• DOCUMENT PASSAGE:
====

Over a decade since the Legal Services Act paved the way for law firms to publicly list, and Knights (KGH) is one of just six companies to have taken the plunge. Providing legal and professional services outside of London, the group is tapping into a market estimated to be worth around £2bn.
Strong fee earner recruitment
Fragmented regional legal market
Solid cash generation
Stable margins
Integration risk
Recent director share sales
Having listed in June last year, its maiden year as a public company saw a 51 per cent revenue surge to £52.7m. Facing an increasingly competitive landscape – which includes the ‘Big Four’ accountants diversifying into legal services – cash-profit (Ebitda) margins have remained stable at 21.5 per cent, translating to a 52 per cent increase in underlying cash profits to £11.3m. And while investment in headcount meant staff costs rose 47 per cent to £30.1m, as a proportion of revenue this was down from 58.6 per cent in 2018 to 57.2 per cent.
Law (at least for now) is a people-driven business and Knights believes greater visibility from its listing is attracting a wider talent pool. With 90 per cent retention of fee earners, 46 net new hires were made in 2019, taking the total to 520. Adding 11 partners to the mix, average fees per fee earner have increased by over a fifth to £131,000, driving 15 per cent organic revenue growth.
Operating in highly fragmented regional markets, top-line momentum is primarily acquisitions-led, targeting independent law firms to build scale. Entering two new cities and expanding in two existing locations, Knights has made four acquisitions since IPO, and aims for at least another three in 2020. Potential investors should be mindful of the pitfalls of a ‘roll-up’ strategy – Slater and Gordon, the first law firm in the world to publicly float, saw its aggressive appetite for smaller companies culminate in a spectacular share price decline. But in Knights we see a disciplined and healthier proposition.

====

• DATA ROWS:
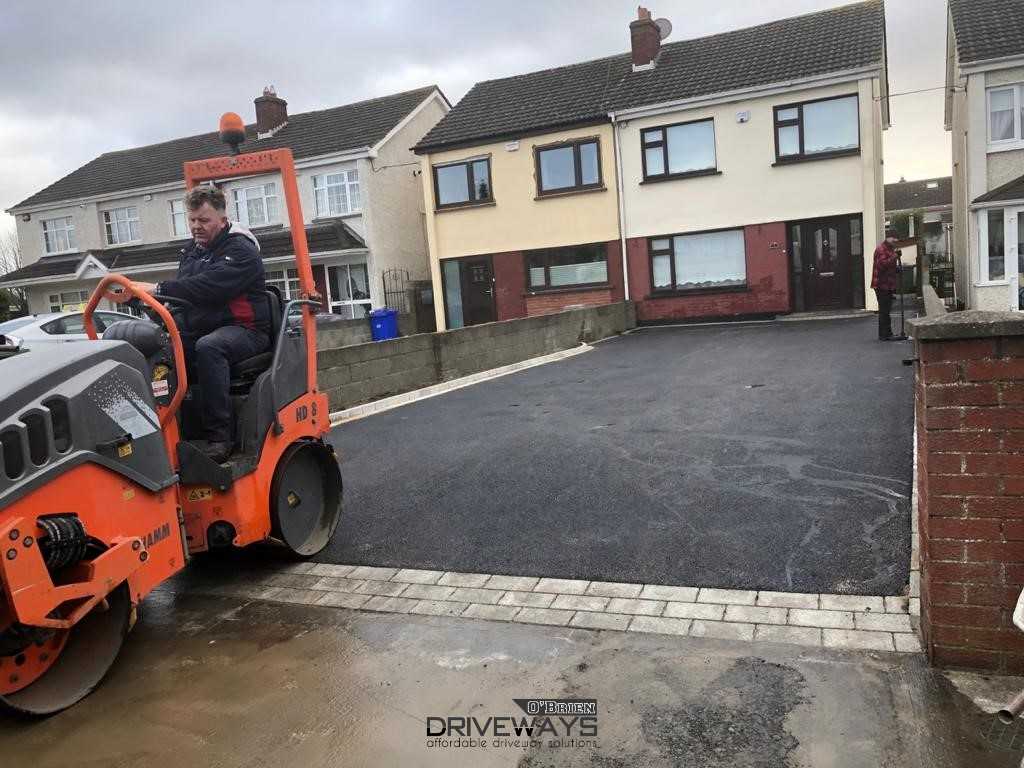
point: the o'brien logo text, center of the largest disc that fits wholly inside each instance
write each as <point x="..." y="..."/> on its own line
<point x="555" y="723"/>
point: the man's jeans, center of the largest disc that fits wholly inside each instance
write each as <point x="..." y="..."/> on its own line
<point x="885" y="307"/>
<point x="210" y="358"/>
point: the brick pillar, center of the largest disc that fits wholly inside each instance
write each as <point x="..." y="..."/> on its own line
<point x="970" y="415"/>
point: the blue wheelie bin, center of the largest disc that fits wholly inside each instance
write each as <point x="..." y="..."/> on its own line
<point x="384" y="324"/>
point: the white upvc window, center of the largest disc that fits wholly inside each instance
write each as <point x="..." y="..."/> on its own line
<point x="257" y="206"/>
<point x="179" y="222"/>
<point x="58" y="235"/>
<point x="289" y="287"/>
<point x="337" y="194"/>
<point x="122" y="225"/>
<point x="1006" y="117"/>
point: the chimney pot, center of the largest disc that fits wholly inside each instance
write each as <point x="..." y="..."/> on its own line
<point x="645" y="39"/>
<point x="271" y="112"/>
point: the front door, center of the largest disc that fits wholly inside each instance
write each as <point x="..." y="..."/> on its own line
<point x="469" y="291"/>
<point x="478" y="291"/>
<point x="825" y="257"/>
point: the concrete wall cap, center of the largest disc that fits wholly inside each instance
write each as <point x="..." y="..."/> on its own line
<point x="970" y="324"/>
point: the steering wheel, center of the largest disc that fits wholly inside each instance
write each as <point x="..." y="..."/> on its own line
<point x="131" y="291"/>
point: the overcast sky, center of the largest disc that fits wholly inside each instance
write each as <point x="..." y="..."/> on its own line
<point x="81" y="79"/>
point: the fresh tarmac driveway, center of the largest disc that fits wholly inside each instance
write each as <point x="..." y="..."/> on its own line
<point x="773" y="456"/>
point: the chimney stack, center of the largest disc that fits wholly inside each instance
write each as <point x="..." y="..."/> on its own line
<point x="645" y="39"/>
<point x="271" y="113"/>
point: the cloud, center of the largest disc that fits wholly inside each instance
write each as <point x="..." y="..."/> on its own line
<point x="81" y="79"/>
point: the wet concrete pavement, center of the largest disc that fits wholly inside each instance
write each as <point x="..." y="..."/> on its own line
<point x="207" y="681"/>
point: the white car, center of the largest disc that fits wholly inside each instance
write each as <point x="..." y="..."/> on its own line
<point x="55" y="327"/>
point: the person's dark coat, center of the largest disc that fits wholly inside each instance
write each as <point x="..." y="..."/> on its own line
<point x="223" y="282"/>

====

• THINGS TO DO:
A. List the six short standalone lines in the Knights article that sit between its opening paragraph and the paragraph beginning "Having listed in June last year".
B. Quote the rows word for word, starting at the line containing "point: the white car, center" and ending at the last line of the rows.

• SOLUTIONS TO THE EXERCISE:
A.
Strong fee earner recruitment
Fragmented regional legal market
Solid cash generation
Stable margins
Integration risk
Recent director share sales

B.
point: the white car, center of the largest disc that fits wholly inside each instance
write each as <point x="..." y="..."/> on its own line
<point x="55" y="327"/>
point: the person's dark coat, center of the largest disc that fits wholly inside each instance
write each as <point x="..." y="..."/> on its own line
<point x="223" y="282"/>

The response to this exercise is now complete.